EXERCISE => Can you reproduce the data from its first line through the line containing "[(0, 363), (1, 391), (292, 390), (292, 362)]", substituting "turf" for "grass" and keeping everything else the same?

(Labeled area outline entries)
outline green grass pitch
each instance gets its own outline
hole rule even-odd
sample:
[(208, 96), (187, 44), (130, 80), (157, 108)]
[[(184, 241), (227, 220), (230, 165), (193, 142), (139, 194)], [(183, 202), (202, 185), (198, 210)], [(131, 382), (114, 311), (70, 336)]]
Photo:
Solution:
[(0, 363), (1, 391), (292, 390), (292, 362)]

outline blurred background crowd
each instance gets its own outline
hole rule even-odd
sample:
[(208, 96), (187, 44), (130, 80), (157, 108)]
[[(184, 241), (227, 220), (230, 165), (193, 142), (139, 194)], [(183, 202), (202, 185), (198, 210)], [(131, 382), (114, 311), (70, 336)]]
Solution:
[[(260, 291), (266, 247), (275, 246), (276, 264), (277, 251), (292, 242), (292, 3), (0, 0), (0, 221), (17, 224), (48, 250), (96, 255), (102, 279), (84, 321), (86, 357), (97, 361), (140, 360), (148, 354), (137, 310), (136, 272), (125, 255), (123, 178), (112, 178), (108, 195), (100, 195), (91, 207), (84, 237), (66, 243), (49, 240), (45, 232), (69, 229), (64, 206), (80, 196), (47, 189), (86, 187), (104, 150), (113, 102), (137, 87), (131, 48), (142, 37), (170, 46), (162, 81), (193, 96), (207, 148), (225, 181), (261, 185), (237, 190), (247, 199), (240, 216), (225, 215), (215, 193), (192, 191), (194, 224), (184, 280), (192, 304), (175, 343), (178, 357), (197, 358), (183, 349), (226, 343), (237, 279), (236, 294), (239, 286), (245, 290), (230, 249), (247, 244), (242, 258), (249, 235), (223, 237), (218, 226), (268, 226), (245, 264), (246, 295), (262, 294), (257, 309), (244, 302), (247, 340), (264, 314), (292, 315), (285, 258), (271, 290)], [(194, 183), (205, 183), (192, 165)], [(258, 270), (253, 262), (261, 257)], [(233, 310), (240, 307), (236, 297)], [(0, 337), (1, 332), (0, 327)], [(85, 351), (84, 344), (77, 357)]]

WORKED ANSWER =>
outline green turf pitch
each instance gets its own outline
hole rule even-odd
sample:
[(208, 96), (187, 44), (130, 80), (157, 108)]
[[(184, 241), (227, 220), (230, 165), (193, 142), (139, 194)], [(183, 202), (202, 185), (198, 210)], [(131, 382), (114, 311), (70, 336)]]
Photo:
Solution:
[(0, 363), (1, 391), (292, 390), (292, 362)]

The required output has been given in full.